### TASK DETAILS
Would you please copy the part of the material below that opens with the line containing "box: [380, 144, 426, 216]" and closes with the line containing "positive clicks: (393, 229) (384, 211)"? Copy it exactly, and only it.

### THE DATA
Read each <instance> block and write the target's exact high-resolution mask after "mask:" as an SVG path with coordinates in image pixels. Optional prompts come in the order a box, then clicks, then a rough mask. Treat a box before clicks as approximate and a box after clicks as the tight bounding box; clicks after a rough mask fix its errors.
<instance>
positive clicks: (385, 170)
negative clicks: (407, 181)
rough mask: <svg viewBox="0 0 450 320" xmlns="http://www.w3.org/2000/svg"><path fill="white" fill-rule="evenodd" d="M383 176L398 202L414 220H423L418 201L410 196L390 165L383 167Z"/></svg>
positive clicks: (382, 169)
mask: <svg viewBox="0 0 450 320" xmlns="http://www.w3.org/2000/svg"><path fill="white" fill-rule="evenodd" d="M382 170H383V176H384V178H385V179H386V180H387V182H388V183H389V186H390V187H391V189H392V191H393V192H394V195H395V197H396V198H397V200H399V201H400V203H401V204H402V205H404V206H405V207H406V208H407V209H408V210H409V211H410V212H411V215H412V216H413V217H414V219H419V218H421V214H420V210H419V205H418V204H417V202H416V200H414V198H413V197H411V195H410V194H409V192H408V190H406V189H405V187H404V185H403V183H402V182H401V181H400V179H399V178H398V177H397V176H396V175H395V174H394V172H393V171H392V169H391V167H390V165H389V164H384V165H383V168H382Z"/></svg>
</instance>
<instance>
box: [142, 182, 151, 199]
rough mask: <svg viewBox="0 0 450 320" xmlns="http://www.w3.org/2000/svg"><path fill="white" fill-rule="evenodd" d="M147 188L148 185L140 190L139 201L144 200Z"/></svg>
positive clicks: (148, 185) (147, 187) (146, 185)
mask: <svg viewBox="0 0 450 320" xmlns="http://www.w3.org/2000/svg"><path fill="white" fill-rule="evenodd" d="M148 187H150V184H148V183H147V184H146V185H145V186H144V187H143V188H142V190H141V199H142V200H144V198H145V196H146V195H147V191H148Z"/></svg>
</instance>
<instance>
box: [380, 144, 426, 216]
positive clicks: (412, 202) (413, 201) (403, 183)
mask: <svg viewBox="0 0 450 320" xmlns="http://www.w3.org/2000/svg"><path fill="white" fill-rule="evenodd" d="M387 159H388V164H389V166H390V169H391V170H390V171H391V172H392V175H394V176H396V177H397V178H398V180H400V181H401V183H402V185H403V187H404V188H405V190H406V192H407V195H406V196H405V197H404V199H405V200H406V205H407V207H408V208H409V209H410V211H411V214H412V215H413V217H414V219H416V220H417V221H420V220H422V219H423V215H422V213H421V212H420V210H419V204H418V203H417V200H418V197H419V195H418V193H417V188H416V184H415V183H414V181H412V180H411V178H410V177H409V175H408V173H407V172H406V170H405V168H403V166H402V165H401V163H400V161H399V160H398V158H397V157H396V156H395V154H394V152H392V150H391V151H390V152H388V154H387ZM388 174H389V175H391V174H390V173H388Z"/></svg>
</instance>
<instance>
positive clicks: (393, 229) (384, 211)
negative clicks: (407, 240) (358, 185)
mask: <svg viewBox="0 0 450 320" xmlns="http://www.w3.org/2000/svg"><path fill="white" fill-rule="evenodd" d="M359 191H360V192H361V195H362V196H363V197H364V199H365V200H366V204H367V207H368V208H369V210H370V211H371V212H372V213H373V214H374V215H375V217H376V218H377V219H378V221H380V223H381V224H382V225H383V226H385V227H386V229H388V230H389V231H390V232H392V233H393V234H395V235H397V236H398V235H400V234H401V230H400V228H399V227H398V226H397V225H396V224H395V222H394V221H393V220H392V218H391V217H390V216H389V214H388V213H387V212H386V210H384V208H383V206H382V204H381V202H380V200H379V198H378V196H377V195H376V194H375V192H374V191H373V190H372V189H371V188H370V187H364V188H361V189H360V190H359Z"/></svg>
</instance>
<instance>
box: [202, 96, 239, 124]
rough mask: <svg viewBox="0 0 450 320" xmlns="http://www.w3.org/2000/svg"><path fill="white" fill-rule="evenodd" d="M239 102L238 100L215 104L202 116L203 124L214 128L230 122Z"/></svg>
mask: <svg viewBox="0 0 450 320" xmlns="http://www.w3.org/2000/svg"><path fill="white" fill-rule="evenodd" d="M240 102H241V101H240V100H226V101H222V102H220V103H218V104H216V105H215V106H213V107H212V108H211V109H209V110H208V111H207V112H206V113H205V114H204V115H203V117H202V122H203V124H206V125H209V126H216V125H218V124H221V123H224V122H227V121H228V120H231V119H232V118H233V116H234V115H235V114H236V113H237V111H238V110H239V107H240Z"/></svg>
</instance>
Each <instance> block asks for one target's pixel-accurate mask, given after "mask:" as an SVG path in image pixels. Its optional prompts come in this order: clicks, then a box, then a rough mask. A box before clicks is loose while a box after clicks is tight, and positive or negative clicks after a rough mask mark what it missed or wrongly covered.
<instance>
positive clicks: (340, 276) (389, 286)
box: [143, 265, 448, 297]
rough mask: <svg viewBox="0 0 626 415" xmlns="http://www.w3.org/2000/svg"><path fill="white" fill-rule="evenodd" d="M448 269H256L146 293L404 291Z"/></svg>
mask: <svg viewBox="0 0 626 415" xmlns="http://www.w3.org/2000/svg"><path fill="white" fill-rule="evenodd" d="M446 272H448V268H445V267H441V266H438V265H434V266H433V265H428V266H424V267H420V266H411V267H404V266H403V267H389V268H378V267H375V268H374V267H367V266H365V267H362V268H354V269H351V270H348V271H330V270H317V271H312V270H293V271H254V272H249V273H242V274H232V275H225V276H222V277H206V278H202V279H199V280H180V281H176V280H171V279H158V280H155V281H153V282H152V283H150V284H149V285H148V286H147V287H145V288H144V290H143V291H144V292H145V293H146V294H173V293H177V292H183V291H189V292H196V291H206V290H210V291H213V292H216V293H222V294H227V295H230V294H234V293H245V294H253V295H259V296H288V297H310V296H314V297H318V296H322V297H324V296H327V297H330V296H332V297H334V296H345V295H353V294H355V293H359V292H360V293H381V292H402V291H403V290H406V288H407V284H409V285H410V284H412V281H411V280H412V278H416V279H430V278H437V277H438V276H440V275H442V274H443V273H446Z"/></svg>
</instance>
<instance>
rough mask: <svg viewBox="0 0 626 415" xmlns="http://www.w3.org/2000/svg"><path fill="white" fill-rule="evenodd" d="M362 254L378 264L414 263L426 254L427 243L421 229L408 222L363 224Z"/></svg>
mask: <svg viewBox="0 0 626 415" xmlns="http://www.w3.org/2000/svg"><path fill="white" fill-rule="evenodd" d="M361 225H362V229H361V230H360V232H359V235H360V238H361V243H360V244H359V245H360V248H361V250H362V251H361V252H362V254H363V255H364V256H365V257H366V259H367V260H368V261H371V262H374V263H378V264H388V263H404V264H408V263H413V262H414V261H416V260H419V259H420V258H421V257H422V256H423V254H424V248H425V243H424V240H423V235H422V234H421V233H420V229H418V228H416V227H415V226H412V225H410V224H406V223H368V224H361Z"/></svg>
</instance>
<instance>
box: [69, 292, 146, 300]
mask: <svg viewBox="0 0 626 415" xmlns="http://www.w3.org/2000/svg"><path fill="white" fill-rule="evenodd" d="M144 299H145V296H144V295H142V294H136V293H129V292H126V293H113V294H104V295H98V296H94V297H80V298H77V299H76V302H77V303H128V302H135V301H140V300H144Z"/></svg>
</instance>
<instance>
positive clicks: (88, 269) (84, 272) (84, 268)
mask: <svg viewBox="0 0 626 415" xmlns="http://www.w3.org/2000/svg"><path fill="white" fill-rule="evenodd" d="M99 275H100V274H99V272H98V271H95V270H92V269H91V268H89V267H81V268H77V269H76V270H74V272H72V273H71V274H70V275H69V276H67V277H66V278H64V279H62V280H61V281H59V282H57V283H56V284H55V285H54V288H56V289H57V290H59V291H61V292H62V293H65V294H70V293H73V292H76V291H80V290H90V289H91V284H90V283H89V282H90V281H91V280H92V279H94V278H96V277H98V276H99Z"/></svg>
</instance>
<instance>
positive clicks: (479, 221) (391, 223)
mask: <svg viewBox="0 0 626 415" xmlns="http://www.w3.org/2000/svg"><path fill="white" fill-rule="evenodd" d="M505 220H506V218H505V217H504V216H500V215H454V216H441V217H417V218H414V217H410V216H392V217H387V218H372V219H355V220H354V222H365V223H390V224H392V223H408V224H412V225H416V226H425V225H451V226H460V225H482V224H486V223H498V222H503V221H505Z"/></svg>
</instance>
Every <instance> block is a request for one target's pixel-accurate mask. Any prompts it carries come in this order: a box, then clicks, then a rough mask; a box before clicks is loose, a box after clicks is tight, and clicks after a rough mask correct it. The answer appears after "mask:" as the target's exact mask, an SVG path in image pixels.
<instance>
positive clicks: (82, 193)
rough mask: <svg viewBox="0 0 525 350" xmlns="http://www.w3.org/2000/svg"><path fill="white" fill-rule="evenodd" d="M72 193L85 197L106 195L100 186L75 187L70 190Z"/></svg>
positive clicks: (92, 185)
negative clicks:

### REPLY
box: [380, 144, 426, 216]
positive clicks: (412, 202) (413, 201) (403, 183)
mask: <svg viewBox="0 0 450 320" xmlns="http://www.w3.org/2000/svg"><path fill="white" fill-rule="evenodd" d="M387 159H388V164H389V166H390V169H391V170H390V171H391V172H392V175H394V176H396V177H397V178H398V180H400V181H401V183H402V185H403V187H404V188H405V190H406V192H407V195H406V196H405V197H404V199H405V200H406V205H407V207H408V208H409V209H410V211H411V214H412V215H413V217H414V219H416V220H417V221H420V220H422V219H423V215H422V213H421V212H420V210H419V204H418V203H417V200H418V197H419V195H418V193H417V188H416V184H415V183H414V181H412V180H411V178H410V177H409V175H408V173H407V172H406V170H405V168H403V166H402V165H401V163H400V161H399V160H398V158H397V157H396V156H395V154H394V152H392V150H391V151H390V152H388V154H387ZM388 174H389V175H391V174H390V173H388Z"/></svg>
</instance>
<instance>
positive clicks: (393, 229) (384, 211)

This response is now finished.